## Start RECORD SET

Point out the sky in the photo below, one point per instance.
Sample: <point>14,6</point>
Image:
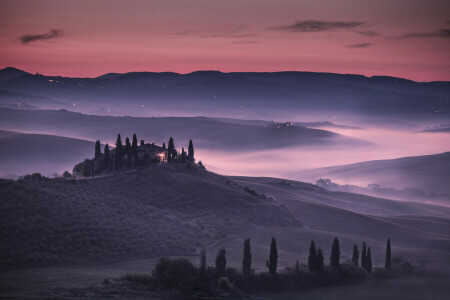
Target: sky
<point>402,38</point>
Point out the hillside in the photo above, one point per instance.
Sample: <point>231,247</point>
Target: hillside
<point>207,133</point>
<point>232,94</point>
<point>29,153</point>
<point>163,210</point>
<point>428,172</point>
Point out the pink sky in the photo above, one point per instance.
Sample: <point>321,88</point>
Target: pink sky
<point>96,37</point>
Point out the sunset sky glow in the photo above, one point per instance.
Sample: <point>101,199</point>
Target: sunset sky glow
<point>403,38</point>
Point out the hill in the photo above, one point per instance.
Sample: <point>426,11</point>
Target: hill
<point>428,172</point>
<point>241,94</point>
<point>28,153</point>
<point>207,133</point>
<point>170,209</point>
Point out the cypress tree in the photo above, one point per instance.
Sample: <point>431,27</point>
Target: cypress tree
<point>319,260</point>
<point>191,151</point>
<point>387,263</point>
<point>335,253</point>
<point>247,260</point>
<point>107,159</point>
<point>221,262</point>
<point>118,153</point>
<point>312,257</point>
<point>98,151</point>
<point>134,151</point>
<point>363,256</point>
<point>203,261</point>
<point>273,257</point>
<point>355,256</point>
<point>369,261</point>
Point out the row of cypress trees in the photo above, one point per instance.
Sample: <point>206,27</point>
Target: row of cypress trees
<point>315,258</point>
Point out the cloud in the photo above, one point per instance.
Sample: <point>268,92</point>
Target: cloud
<point>442,33</point>
<point>362,45</point>
<point>368,33</point>
<point>28,38</point>
<point>316,26</point>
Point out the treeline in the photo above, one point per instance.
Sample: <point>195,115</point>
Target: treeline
<point>130,155</point>
<point>180,275</point>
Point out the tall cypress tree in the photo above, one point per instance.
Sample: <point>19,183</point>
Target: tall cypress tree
<point>335,253</point>
<point>191,151</point>
<point>221,262</point>
<point>118,153</point>
<point>247,260</point>
<point>107,159</point>
<point>369,261</point>
<point>312,257</point>
<point>355,256</point>
<point>134,150</point>
<point>202,267</point>
<point>128,151</point>
<point>273,257</point>
<point>363,256</point>
<point>388,262</point>
<point>319,260</point>
<point>98,151</point>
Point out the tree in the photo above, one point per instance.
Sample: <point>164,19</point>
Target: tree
<point>171,151</point>
<point>387,263</point>
<point>355,256</point>
<point>363,256</point>
<point>312,257</point>
<point>118,153</point>
<point>107,159</point>
<point>134,151</point>
<point>221,262</point>
<point>335,253</point>
<point>247,260</point>
<point>319,260</point>
<point>191,151</point>
<point>203,261</point>
<point>369,261</point>
<point>128,151</point>
<point>273,257</point>
<point>98,151</point>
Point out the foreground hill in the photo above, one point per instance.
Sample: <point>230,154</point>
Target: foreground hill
<point>428,172</point>
<point>22,153</point>
<point>163,210</point>
<point>206,91</point>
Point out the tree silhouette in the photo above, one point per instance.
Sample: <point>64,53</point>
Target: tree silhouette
<point>273,257</point>
<point>335,253</point>
<point>202,267</point>
<point>107,159</point>
<point>369,261</point>
<point>98,151</point>
<point>118,153</point>
<point>363,256</point>
<point>355,256</point>
<point>319,260</point>
<point>247,260</point>
<point>221,262</point>
<point>387,263</point>
<point>134,151</point>
<point>191,151</point>
<point>312,257</point>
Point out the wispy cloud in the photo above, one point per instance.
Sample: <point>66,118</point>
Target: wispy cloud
<point>442,33</point>
<point>317,25</point>
<point>368,33</point>
<point>28,38</point>
<point>361,45</point>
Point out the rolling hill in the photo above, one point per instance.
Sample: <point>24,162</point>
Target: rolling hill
<point>428,172</point>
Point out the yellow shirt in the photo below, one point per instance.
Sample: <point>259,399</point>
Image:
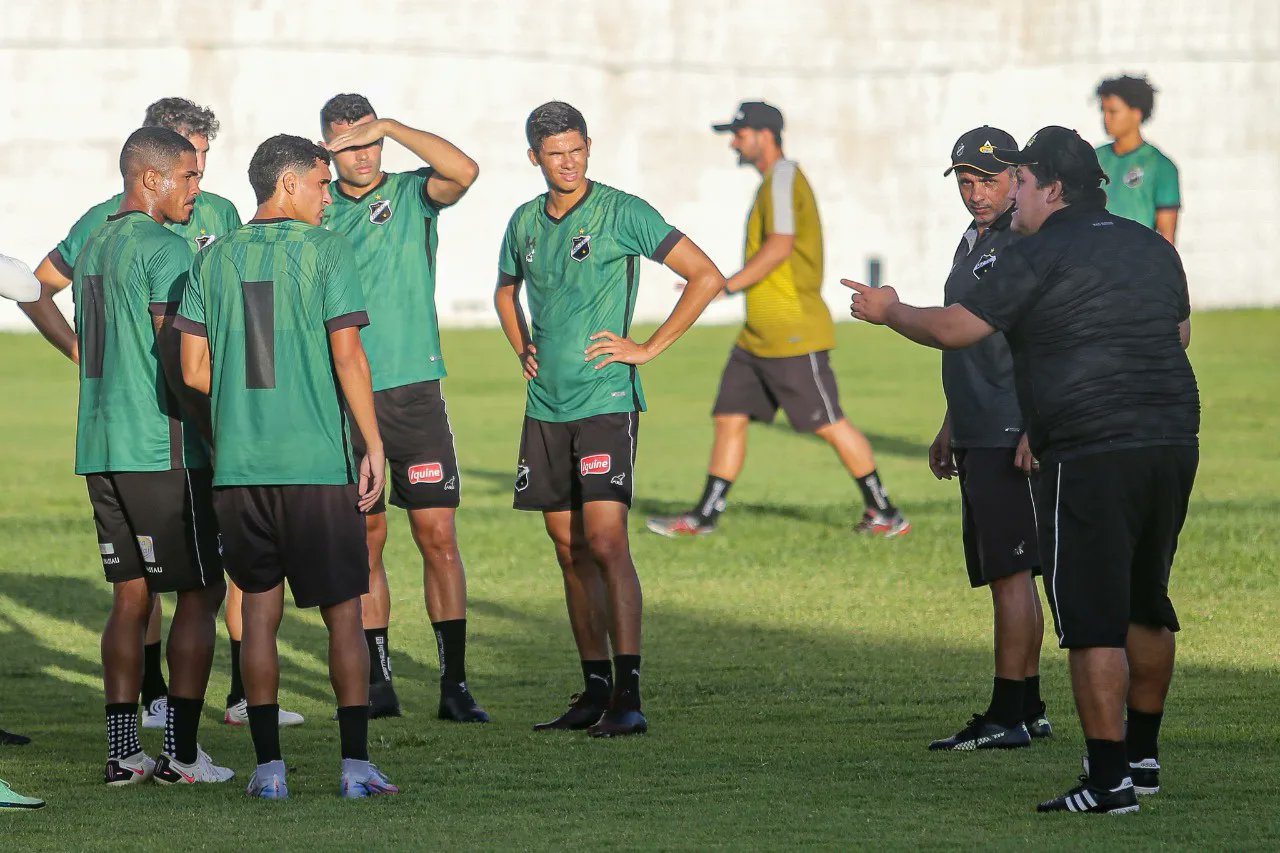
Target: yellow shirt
<point>785,313</point>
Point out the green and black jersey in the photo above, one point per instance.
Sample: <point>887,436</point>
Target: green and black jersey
<point>266,296</point>
<point>581,273</point>
<point>211,218</point>
<point>393,229</point>
<point>131,270</point>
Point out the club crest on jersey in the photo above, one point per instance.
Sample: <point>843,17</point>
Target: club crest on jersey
<point>380,211</point>
<point>425,473</point>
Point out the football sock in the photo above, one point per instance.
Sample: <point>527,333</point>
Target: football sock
<point>1142,733</point>
<point>451,642</point>
<point>1107,765</point>
<point>874,495</point>
<point>712,503</point>
<point>264,728</point>
<point>626,669</point>
<point>152,675</point>
<point>237,690</point>
<point>179,733</point>
<point>598,680</point>
<point>1006,702</point>
<point>379,655</point>
<point>122,730</point>
<point>353,730</point>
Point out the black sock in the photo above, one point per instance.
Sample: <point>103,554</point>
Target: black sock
<point>122,730</point>
<point>179,731</point>
<point>712,503</point>
<point>874,495</point>
<point>1141,735</point>
<point>626,685</point>
<point>451,642</point>
<point>237,692</point>
<point>152,674</point>
<point>353,730</point>
<point>1107,765</point>
<point>1032,703</point>
<point>379,655</point>
<point>1006,702</point>
<point>264,728</point>
<point>598,680</point>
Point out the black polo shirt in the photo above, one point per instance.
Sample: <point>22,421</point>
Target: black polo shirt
<point>978,381</point>
<point>1091,306</point>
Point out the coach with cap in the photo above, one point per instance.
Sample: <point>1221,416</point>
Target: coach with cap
<point>983,442</point>
<point>1097,316</point>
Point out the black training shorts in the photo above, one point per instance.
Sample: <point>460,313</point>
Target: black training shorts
<point>565,465</point>
<point>414,422</point>
<point>1109,527</point>
<point>311,536</point>
<point>997,510</point>
<point>158,525</point>
<point>804,387</point>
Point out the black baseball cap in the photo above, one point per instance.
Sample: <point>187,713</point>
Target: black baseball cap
<point>974,149</point>
<point>1060,150</point>
<point>757,115</point>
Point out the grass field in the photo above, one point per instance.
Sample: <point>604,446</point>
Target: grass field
<point>794,674</point>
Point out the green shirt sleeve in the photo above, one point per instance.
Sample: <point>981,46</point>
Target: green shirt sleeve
<point>643,231</point>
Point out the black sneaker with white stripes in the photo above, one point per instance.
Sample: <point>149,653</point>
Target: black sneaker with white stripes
<point>1087,799</point>
<point>984,734</point>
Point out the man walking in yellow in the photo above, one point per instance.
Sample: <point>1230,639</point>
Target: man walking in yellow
<point>781,357</point>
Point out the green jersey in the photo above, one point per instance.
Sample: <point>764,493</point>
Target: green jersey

## End RECORD SET

■ AIM: Copy out all the lines above word for word, leaving out the pictures.

■ OUTPUT OF THE EXERCISE:
Point out the sky in the photo below, one point per instance.
Sample: <point>14,6</point>
Image:
Target: sky
<point>402,38</point>
Point out the hillside in the photo above, one point per instance.
Sample: <point>231,247</point>
Target: hillside
<point>207,133</point>
<point>232,94</point>
<point>29,153</point>
<point>163,210</point>
<point>428,172</point>
Point out the pink sky in the photo above, one point per instance.
Sample: <point>321,88</point>
Target: pink sky
<point>96,37</point>
Point out the sunset sky glow in the photo above, one point per instance.
Sample: <point>101,199</point>
Target: sunset sky glow
<point>403,38</point>
Point out the hill in the photo above, one point per instance.
Sample: <point>426,11</point>
Target: hill
<point>428,172</point>
<point>241,94</point>
<point>28,153</point>
<point>207,133</point>
<point>170,209</point>
Point out the cypress tree in the photo above, one point per instance.
Sample: <point>431,27</point>
Target: cypress tree
<point>319,260</point>
<point>191,151</point>
<point>387,263</point>
<point>335,253</point>
<point>247,260</point>
<point>107,159</point>
<point>221,262</point>
<point>118,153</point>
<point>312,257</point>
<point>98,151</point>
<point>134,151</point>
<point>363,256</point>
<point>203,261</point>
<point>273,257</point>
<point>355,256</point>
<point>369,261</point>
Point out the row of cypress trees in the photo above, one point per instance.
Sample: <point>206,27</point>
Target: row of cypress trees
<point>315,258</point>
Point out the cloud in the photo above, one point per instance.
Sample: <point>268,92</point>
Target: cloud
<point>442,33</point>
<point>362,45</point>
<point>368,33</point>
<point>28,38</point>
<point>316,26</point>
Point out the treeline in the photo above, one point per instance.
Sample: <point>195,115</point>
Target: treeline
<point>130,155</point>
<point>180,275</point>
Point out the tall cypress tree in the photo above, one point per instance.
Sample: <point>19,183</point>
Target: tall cypress tree
<point>335,253</point>
<point>191,151</point>
<point>221,262</point>
<point>118,153</point>
<point>247,260</point>
<point>107,159</point>
<point>369,261</point>
<point>312,257</point>
<point>355,256</point>
<point>134,150</point>
<point>202,267</point>
<point>128,151</point>
<point>273,257</point>
<point>363,256</point>
<point>388,262</point>
<point>319,260</point>
<point>98,151</point>
Point out the tree in the photo above, one point per instance.
Sample: <point>164,19</point>
Target: tree
<point>171,151</point>
<point>387,263</point>
<point>355,256</point>
<point>363,256</point>
<point>312,257</point>
<point>118,153</point>
<point>107,159</point>
<point>134,151</point>
<point>221,262</point>
<point>335,253</point>
<point>247,260</point>
<point>319,260</point>
<point>191,151</point>
<point>203,261</point>
<point>369,261</point>
<point>128,151</point>
<point>273,257</point>
<point>98,151</point>
Point out the foreground hill in the photo above, one point per instance.
Sample: <point>230,154</point>
Target: foreground hill
<point>428,172</point>
<point>22,153</point>
<point>163,210</point>
<point>206,91</point>
Point out the tree silhouette in the photo above, one point per instance.
Sample: <point>64,53</point>
Target: tree silhouette
<point>273,257</point>
<point>335,253</point>
<point>202,267</point>
<point>107,159</point>
<point>369,261</point>
<point>98,151</point>
<point>118,153</point>
<point>363,256</point>
<point>355,256</point>
<point>319,260</point>
<point>247,260</point>
<point>221,262</point>
<point>387,263</point>
<point>134,151</point>
<point>191,151</point>
<point>312,257</point>
Point out the wispy cloud in the photo above, one point per instance.
Sample: <point>66,118</point>
Target: wispy cloud
<point>442,33</point>
<point>317,25</point>
<point>368,33</point>
<point>28,38</point>
<point>361,45</point>
Point out the rolling hill in the photo above, one point per instance.
Sample: <point>24,162</point>
Target: rolling hill
<point>428,172</point>
Point out the yellow shirt in the photo below, one point per instance.
Sample: <point>259,399</point>
Image:
Target: yellow shirt
<point>785,313</point>
Point out the green and black jersey in the photo above, one point per instance.
Sample: <point>887,436</point>
Target: green and black jersey
<point>266,296</point>
<point>581,273</point>
<point>211,218</point>
<point>393,229</point>
<point>131,270</point>
Point out the club crest on jersey in the photo above, one point per instance.
Sample: <point>843,17</point>
Target: club crest on jersey
<point>380,211</point>
<point>425,473</point>
Point out the football sock in the photo above, one point per instance.
Sample: <point>527,333</point>
Target: football sock
<point>1142,733</point>
<point>451,642</point>
<point>1107,765</point>
<point>874,495</point>
<point>712,503</point>
<point>264,728</point>
<point>626,669</point>
<point>152,675</point>
<point>237,690</point>
<point>179,733</point>
<point>598,680</point>
<point>1006,702</point>
<point>379,655</point>
<point>122,730</point>
<point>353,730</point>
Point out the black sock in the photo above, one point per instance.
Sample: <point>103,554</point>
Target: black sock
<point>122,730</point>
<point>179,731</point>
<point>712,503</point>
<point>874,495</point>
<point>1141,735</point>
<point>626,685</point>
<point>451,642</point>
<point>237,692</point>
<point>152,674</point>
<point>353,730</point>
<point>1107,765</point>
<point>1032,703</point>
<point>379,655</point>
<point>1006,702</point>
<point>264,728</point>
<point>598,680</point>
Point out the black polo shirt in the photo above, one point per instance.
Sample: <point>22,421</point>
Target: black polo shirt
<point>978,381</point>
<point>1091,306</point>
Point out the coach with cap in the photo above, one point per instance.
Sample: <point>1221,416</point>
Target: coach with cap
<point>983,442</point>
<point>1097,316</point>
Point out the black training shorts in the photo above, one point per instance.
Sample: <point>460,313</point>
Target: black training shorts
<point>565,465</point>
<point>414,422</point>
<point>1109,527</point>
<point>311,536</point>
<point>997,510</point>
<point>158,525</point>
<point>804,387</point>
Point out the black baseball cap in the photo above, one point per instance.
Sample: <point>187,713</point>
Target: black baseball cap
<point>974,149</point>
<point>1060,150</point>
<point>757,115</point>
Point out the grass field in the photo above, one point per instance.
Sample: <point>604,446</point>
Target: grass field
<point>794,674</point>
Point out the green shirt sleeve in the photo above, one point per instance.
Sample: <point>981,46</point>
Target: green shirt sleeve
<point>643,231</point>
Point out the black sneaker with white stripes in the photo above, one point per instance.
Sample: <point>149,653</point>
Target: black sneaker with white stripes
<point>1087,799</point>
<point>984,734</point>
Point out the man walking in yellow in the photo above, one point per instance.
Sample: <point>1230,639</point>
Target: man walking in yellow
<point>781,357</point>
Point out the green jersey in the photo above, one point per instance.
Sample: <point>764,493</point>
Target: green jersey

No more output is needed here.